» **Aim of the task**
Replace every "benchmark" in the lines below with "evaluation", and give the lines back with nothing else changed.

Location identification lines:
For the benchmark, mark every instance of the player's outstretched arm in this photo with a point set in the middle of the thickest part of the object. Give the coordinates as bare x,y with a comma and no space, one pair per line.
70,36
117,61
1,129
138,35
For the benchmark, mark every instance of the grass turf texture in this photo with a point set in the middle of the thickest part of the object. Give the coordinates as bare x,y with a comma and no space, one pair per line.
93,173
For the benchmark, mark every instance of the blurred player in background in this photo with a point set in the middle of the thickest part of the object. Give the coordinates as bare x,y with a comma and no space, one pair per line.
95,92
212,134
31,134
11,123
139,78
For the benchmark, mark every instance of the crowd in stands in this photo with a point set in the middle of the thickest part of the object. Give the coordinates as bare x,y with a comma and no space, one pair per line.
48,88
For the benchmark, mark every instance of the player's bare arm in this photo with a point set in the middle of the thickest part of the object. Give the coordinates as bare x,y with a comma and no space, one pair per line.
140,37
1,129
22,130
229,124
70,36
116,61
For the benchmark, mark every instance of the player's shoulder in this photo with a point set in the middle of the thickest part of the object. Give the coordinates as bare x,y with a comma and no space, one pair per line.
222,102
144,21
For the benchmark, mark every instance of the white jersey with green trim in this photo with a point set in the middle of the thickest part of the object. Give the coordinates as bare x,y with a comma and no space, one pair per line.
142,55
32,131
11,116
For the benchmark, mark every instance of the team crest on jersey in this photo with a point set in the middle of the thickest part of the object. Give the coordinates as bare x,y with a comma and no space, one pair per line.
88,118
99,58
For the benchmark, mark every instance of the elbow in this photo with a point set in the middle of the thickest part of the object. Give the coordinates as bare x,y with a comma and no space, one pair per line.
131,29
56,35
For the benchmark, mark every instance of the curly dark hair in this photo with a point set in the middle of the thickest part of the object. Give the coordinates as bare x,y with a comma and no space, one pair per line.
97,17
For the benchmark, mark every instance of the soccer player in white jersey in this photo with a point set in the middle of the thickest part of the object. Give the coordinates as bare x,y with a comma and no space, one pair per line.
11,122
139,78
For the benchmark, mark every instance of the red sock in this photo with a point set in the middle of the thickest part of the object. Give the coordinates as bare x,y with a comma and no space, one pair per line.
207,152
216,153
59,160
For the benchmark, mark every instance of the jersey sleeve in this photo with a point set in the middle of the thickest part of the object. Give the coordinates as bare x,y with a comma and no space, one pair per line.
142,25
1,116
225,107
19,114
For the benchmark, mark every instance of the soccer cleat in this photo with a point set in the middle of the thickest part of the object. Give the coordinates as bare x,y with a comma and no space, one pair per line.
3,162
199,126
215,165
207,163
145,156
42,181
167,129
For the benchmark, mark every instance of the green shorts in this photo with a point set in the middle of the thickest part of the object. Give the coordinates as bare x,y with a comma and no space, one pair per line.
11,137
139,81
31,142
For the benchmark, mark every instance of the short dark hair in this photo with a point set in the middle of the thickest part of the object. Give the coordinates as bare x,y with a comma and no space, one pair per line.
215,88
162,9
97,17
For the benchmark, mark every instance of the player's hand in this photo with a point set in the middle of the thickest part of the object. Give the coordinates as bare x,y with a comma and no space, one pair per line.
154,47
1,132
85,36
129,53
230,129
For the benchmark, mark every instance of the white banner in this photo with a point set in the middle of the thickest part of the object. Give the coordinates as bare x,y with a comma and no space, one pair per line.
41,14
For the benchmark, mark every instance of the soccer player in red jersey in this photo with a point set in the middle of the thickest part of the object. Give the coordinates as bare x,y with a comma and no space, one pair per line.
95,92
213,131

» **Answer to this exercise**
For the evaluation, mark every instance of the player's outstretched arm in this photo with a point set in the middle of the thickest part of the object. Give the coordinates as bare x,y with a comma and no space, one pair per line.
70,36
117,61
1,129
138,35
For the evaluation, mark every instance of the grass turf texture in this photo with a point set in the middle of the thickest part of the object. Give the coordinates as bare x,y with a comma and no space, one pair per line.
93,173
For the evaluation, mark every instance of the blurred player in background in this photo with a point set in the middle of the thickest part of the object. Give the coordinates as bare x,y with a comma and no space, one pair per line.
95,92
212,134
31,134
11,123
139,78
For the evaluation, mark every instance of the crowd in stands in this photo with a point set in the middle of the thickest part of the object. Give the coordinates as bare x,y with a comma and no space, one pair per line.
48,88
For the evaluation, mark every instance of the player's bare arm in this photo with a point set in the middle of the thickest part of the object. Give the coordinates as bare x,y with a comma and no space, one pair per line.
140,37
1,129
22,130
229,124
70,36
116,61
For the evaluation, mark every instance of the player's shoulder in this photo with a point set in the middle of the thickest part of the object. Give the coordinates as bare x,y with a comma and no space, one pair per line.
222,102
144,21
For the evaluation, mark every instance of the white jersey with green trim in this photo with a point set in the middle of the thickest part of the object. Give the coordinates as bare x,y with a comma and no space, one pair per line.
142,55
32,131
11,116
For the evaluation, mark every instance of the team crest on jersey in this photo with a point set in the middle of the thickest part of the object. Give the coordinates as bare x,y with a comma and no space, one pair per line.
88,118
99,58
For the evaluation, mark every instance of the elbow in this photo with a point set in the middle of the thickest part of the object. Give the coordinates as bare x,y with a comma and no space, one pair per line.
131,29
56,35
For the evaluation, mark every instance of the curly dark hair in this photo with a point set in the middle of the thickest part of the object. Give the coordinates as bare x,y with a comma and no space, one pair per line.
97,17
For the evaluation, mark every instance of the soccer player in white jersey in this photo with a point set in the middle of the thickest part of the object. Give the coordinates as bare x,y with a comma and no space, one pair per line.
11,122
139,78
For the evaluation, mark every instance of the red sock in this photo with a point set in the middle of the thickest part of the object. Give the coordinates as bare x,y with a comma and no space, one pair per line.
207,152
216,153
59,160
For the evaluation, mark every instance of the jersey sleeve in this photo with a point set in the middle of the thickest part of the object. Give the coordinates as bare x,y with a comma and no space, one pair per line.
142,25
1,116
225,107
19,114
For the evaluation, mark every instance of the soccer cleat in this photo with a point set in the middle of the thickest part of the object. Give the coordinates as bare x,y with a comma and no space, one pair per line.
3,162
199,126
215,165
207,163
145,156
42,181
167,129
For the evaluation, mark every instance of the green shorts in this photo with a point set in the middle of the thickest part of the object. Give the coordinates as bare x,y with a comma and no space, one pair per line.
11,137
139,81
31,142
For the evaluation, mark every instance of the short dark hair in this photo with a point set in the middle of the thickest part of the object. Give the coordinates as bare x,y with a comma and no space, one pair per line.
215,88
162,9
97,17
For the evaluation, mark every instance of the player's hand in this photo with a point set in the middle of the thickest part of the object. Give the coordinates as bare x,y with a comma and no space, one pair per line.
154,47
1,132
85,36
129,53
230,129
For the evaluation, mark every instance of the white banner in this photo with a point set in the middle of the thickest part of the object. Give the coordinates as bare x,y with a comma and no space, one pair per line.
41,14
For the evaluation, mark every instance of the soccer player in red jersey in this photo with a point set in the middle of the thickest part of the object. Give the coordinates as bare x,y with a comma and no space, one pair per line.
95,92
213,131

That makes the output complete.